AIM: Copy the lines below verbatim, leaving out the pictures.

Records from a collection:
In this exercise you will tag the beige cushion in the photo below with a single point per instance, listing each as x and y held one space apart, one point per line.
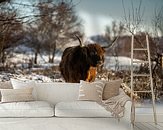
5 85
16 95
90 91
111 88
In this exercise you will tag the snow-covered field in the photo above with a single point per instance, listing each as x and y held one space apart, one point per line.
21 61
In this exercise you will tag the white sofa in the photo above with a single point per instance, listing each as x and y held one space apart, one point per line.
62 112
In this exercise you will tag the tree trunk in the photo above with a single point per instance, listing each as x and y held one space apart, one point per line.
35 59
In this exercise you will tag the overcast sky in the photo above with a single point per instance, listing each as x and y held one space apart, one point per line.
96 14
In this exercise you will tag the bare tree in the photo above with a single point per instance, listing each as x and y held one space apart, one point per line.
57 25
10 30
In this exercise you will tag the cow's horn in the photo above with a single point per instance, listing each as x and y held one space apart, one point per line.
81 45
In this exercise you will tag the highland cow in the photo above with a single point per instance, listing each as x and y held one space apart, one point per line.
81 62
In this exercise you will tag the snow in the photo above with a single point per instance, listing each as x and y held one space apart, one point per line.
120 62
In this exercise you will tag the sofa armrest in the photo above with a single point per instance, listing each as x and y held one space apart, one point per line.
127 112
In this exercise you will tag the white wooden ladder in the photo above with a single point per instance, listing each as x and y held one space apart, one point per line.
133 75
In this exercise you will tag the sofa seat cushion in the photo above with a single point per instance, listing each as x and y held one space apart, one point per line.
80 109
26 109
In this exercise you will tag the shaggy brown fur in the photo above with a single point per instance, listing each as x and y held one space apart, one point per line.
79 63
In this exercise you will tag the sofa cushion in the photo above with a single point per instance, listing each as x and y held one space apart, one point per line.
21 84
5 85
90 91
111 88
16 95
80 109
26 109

THE COMPLETED TASK:
In this exercise you will tag the beige cushion in the photo below with a single point per instance, listing each as x and y held one space apart, one point per line.
5 85
16 95
90 91
111 88
In this exercise you will tag the snow-covered field in the photo above with a single point per instance, listing each as x and y held one space apart, one point per line.
21 61
In this exercise you will tag the white sofa in the photo above with a single point per instance, listing each as x and y held one space apart, one point per line.
62 112
In this exercise you will tag the tree trunk in the photo above with a single point per instance, listing each as x and y held one space apart, one point per line.
35 59
In this exercise you will tag the overcast sky in the photo above with a single point per instance, listing each as x and y held one space apart, one point per line.
96 14
In this exercise you will tag the bare tree in the photo above with a single point per instance, listing each as x and y held one space apart, one point per line.
57 25
10 30
In this exercise you will tag the cow's horn in the photo above with a single point per instance, listing each as x and y held one space apart, one point per line.
81 45
In this exercise you will tag the highland cow in the photo above with a single point per instance, listing each as x and y held one space apart, one point per line.
81 62
In this exercise you will tag the snow in the photo above with a single point per instance, listing each as x and y held one space apart, one point per line.
120 62
In this exercise you will tag the sofa armrest in the photo above with a single point per instance, listing each as x and y held one space apart, one point per line.
127 112
In this exercise you will tag the white wooden ladder in the photo above with a single point per instance, listing each as x and y held one space apart, one point per line.
133 75
In this exercise you will tag the sofa seat cushion in the photo above with a single point per instance, listing each as x and y held one space apart, one point per line.
80 109
26 109
In this exercise you will tag the shaggy brown fur in the photo above with a single point per instance, listing each as x and y held one space apart, one point per line.
79 63
In this exercise you will tag the sofa cushion in the photo above with a single point per instance, listing each as x and y held one space apart, one point per line.
21 84
5 85
90 91
111 88
16 95
80 109
26 109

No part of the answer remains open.